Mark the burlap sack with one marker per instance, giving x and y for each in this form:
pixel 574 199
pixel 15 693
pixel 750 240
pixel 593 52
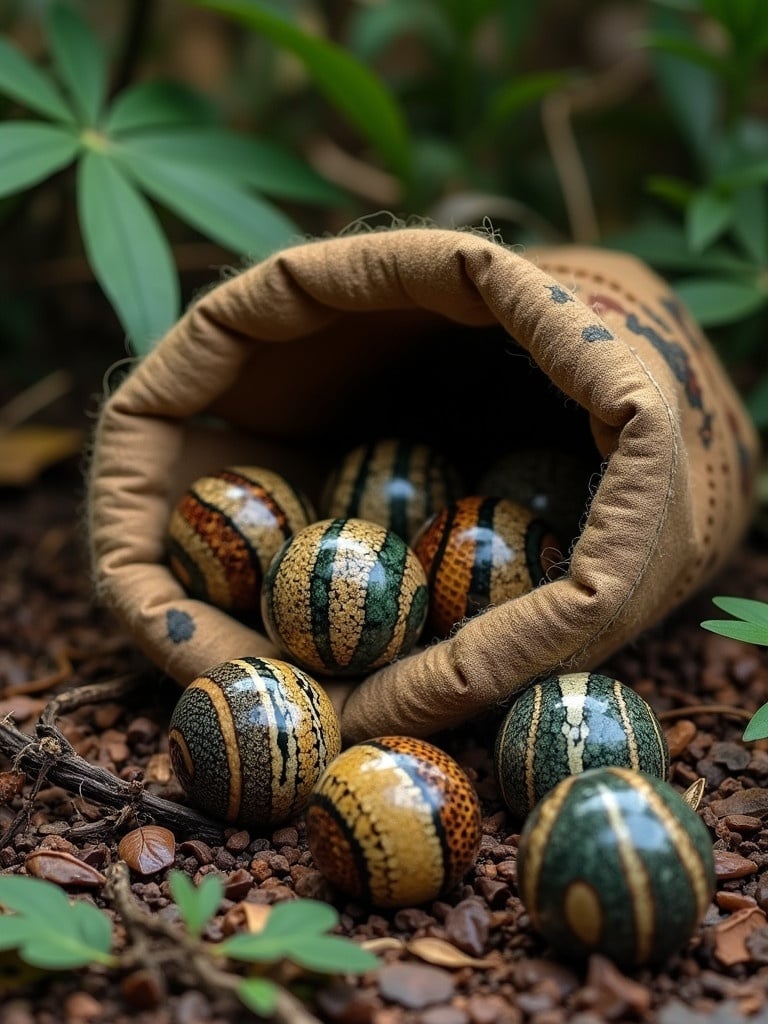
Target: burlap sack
pixel 424 333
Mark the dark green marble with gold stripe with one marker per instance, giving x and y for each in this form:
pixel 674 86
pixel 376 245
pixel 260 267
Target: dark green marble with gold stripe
pixel 614 861
pixel 249 738
pixel 393 821
pixel 344 596
pixel 568 723
pixel 396 482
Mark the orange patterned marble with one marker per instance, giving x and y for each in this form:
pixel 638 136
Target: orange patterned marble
pixel 225 530
pixel 394 821
pixel 481 551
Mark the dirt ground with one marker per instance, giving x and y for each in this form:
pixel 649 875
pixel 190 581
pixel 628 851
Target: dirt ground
pixel 53 638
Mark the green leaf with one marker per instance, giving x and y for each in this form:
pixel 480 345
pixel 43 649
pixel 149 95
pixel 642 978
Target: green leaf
pixel 157 104
pixel 128 253
pixel 34 897
pixel 348 85
pixel 714 301
pixel 332 953
pixel 258 994
pixel 743 607
pixel 50 931
pixel 663 244
pixel 523 91
pixel 81 60
pixel 20 80
pixel 751 222
pixel 13 931
pixel 218 208
pixel 197 903
pixel 238 158
pixel 300 916
pixel 32 152
pixel 737 630
pixel 708 215
pixel 758 726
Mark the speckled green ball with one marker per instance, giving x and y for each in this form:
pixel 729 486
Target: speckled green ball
pixel 249 738
pixel 613 861
pixel 394 481
pixel 343 597
pixel 566 724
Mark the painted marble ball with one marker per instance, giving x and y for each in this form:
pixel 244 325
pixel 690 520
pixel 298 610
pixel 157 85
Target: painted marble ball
pixel 393 821
pixel 569 723
pixel 551 482
pixel 225 529
pixel 343 597
pixel 614 861
pixel 249 738
pixel 396 482
pixel 480 551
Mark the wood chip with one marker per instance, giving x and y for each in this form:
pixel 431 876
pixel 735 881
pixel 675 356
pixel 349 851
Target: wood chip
pixel 731 935
pixel 442 953
pixel 62 868
pixel 147 849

______

_Problem to work on_
Put every line of the entries above into a JSON list of strings, one string per line, with blank lines skipped and the pictures left out.

_Correct answer_
[
  "Mark the burlap sack with one marker per instance, giving x and y for each in this form:",
  "pixel 574 199",
  "pixel 15 693",
  "pixel 750 240",
  "pixel 593 52",
  "Target: burlap sack",
  "pixel 424 333",
  "Mark the dark green marble with gold stripe with one marker per instance, giving x and y for each in this form:",
  "pixel 674 86",
  "pixel 376 245",
  "pixel 260 267",
  "Target: dark green marble with gold stripe",
  "pixel 614 861",
  "pixel 249 738",
  "pixel 393 821",
  "pixel 344 596",
  "pixel 568 723",
  "pixel 396 482",
  "Mark the orange patterned marble with one marker per instance, giving x and y for each in this form:",
  "pixel 638 136",
  "Target: orange patterned marble",
  "pixel 225 530",
  "pixel 394 821",
  "pixel 481 551",
  "Mark the dirt ground with one marker per instance, giving x and y for each in this form:",
  "pixel 649 875",
  "pixel 190 581",
  "pixel 628 851",
  "Target: dirt ground",
  "pixel 53 638",
  "Mark the green leaf with one marker per instance, giving x and y for each in this form:",
  "pixel 480 345",
  "pixel 43 649",
  "pixel 149 95",
  "pixel 642 978",
  "Target: green leaf",
  "pixel 157 104",
  "pixel 128 253",
  "pixel 34 897",
  "pixel 348 85",
  "pixel 714 301",
  "pixel 332 953",
  "pixel 258 994",
  "pixel 743 607",
  "pixel 50 931",
  "pixel 663 244",
  "pixel 523 91",
  "pixel 81 60",
  "pixel 20 80",
  "pixel 751 222",
  "pixel 13 931",
  "pixel 218 208",
  "pixel 197 903",
  "pixel 238 158",
  "pixel 300 916",
  "pixel 32 152",
  "pixel 737 630",
  "pixel 708 215",
  "pixel 758 726",
  "Mark the speckled green ball with one marker per instance, giving x and y for each in this form:",
  "pixel 729 486",
  "Target: speckled green ball",
  "pixel 249 738",
  "pixel 613 861",
  "pixel 394 481",
  "pixel 343 597",
  "pixel 566 724",
  "Mark the painted marble ball with one marker per instance, giving x and y for each in this form:",
  "pixel 244 325",
  "pixel 690 520",
  "pixel 298 610",
  "pixel 157 85",
  "Target: painted marble ball",
  "pixel 393 821",
  "pixel 569 723",
  "pixel 551 482",
  "pixel 225 529",
  "pixel 343 597",
  "pixel 614 861",
  "pixel 249 738",
  "pixel 396 482",
  "pixel 480 551",
  "Mark the wood chip with one marker per instance, giving x and y for each in this form:",
  "pixel 431 876",
  "pixel 735 881",
  "pixel 675 356",
  "pixel 349 851",
  "Target: wood chip",
  "pixel 731 935",
  "pixel 442 953",
  "pixel 62 868",
  "pixel 147 849"
]